→ **TEXT SEGMENT**:
---*---
What is significant for my argument is that the Eurasian offspring from these unions, now called Anglo-Indians, retained their paternal European culture, and subsequent generations remained essentially endogamous, marrying within the father’s group or the ever-growing mixed race population.[3]  No doubt some fathers failed to support their progeny who were raised in the Indian fold and we can only speculate about these lives as very little, if anything, is recorded.  What we do know is that early in the British period, children recognized as fathered by Europeans were taken from their mothers and placed in special schools, euphemistically called orphanages, although some of these children were in fact abandoned, left at schools and churches.[4] 

 

The first of these schools was established in Madras in mid 18th century, the fathers reported as being “soldiers and lower order of people” who neglected “their offspring and suffer them to follow the caste of their mothers”.[5] This statement reveals the identity of the parents which this paper will amplify.  In 1783 an Orphan Society was formed, and with due respect to British and Indian social hierarchies, here in Calcutta the Upper Orphanage for officers’ children was established, and the Lower Orphanage was for children of lower ranks. [6]  The practice of separating children from their mothers has been criticized but it originated in good faith to give neglected mixed-race children the benefit of a formal education.
---*---
→ **DATA EXTRACT**:
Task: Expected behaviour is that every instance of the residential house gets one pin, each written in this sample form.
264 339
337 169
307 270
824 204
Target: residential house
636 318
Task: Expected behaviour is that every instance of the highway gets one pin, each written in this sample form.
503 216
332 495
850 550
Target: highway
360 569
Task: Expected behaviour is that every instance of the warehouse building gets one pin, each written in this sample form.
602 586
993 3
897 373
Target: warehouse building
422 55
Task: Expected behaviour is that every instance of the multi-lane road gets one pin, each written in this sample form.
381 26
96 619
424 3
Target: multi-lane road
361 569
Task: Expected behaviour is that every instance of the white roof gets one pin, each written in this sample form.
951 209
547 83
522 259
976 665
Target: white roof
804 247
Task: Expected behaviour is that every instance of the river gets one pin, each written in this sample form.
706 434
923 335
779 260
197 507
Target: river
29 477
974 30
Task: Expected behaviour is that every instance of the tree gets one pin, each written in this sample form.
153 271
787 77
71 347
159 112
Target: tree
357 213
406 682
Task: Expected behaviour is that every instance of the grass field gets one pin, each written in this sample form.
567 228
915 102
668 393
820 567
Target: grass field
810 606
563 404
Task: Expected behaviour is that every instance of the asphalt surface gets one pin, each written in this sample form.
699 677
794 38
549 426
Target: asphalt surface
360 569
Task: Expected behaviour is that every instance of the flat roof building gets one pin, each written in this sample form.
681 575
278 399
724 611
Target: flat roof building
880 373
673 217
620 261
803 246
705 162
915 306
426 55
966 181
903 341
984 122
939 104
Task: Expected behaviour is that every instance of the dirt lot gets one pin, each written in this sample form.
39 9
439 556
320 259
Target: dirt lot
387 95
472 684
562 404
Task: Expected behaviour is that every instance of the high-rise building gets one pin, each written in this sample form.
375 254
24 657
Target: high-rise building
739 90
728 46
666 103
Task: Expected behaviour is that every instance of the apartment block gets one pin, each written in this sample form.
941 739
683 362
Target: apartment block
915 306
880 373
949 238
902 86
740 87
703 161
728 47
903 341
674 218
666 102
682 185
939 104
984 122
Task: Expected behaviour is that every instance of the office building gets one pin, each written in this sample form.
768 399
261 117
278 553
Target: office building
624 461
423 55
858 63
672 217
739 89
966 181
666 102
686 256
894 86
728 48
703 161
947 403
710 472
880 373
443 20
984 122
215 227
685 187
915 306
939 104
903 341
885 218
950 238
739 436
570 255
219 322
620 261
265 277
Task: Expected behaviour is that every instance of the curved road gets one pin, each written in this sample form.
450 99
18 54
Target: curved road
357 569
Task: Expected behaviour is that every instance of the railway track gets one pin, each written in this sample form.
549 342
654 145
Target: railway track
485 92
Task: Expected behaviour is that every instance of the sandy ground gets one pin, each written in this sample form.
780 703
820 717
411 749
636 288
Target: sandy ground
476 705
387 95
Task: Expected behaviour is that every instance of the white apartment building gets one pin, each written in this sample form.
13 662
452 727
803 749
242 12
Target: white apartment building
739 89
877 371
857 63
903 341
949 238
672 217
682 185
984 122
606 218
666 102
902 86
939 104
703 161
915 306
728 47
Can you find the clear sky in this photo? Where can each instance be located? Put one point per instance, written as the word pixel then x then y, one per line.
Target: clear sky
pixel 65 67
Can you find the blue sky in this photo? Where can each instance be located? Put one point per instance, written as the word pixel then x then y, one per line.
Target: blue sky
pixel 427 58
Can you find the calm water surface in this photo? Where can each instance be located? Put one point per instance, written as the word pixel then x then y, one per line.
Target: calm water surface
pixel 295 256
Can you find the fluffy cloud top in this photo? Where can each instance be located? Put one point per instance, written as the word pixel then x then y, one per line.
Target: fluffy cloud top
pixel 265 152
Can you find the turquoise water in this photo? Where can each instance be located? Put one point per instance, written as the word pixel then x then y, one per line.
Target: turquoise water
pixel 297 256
---*---
→ **WORK TO DO**:
According to the passage on Anglo-Indian orphanages, in what year was the Orphan Society formed? The items are separate material from the passage on Anglo-Indian orphanages.

→ **THE SOLUTION**:
1783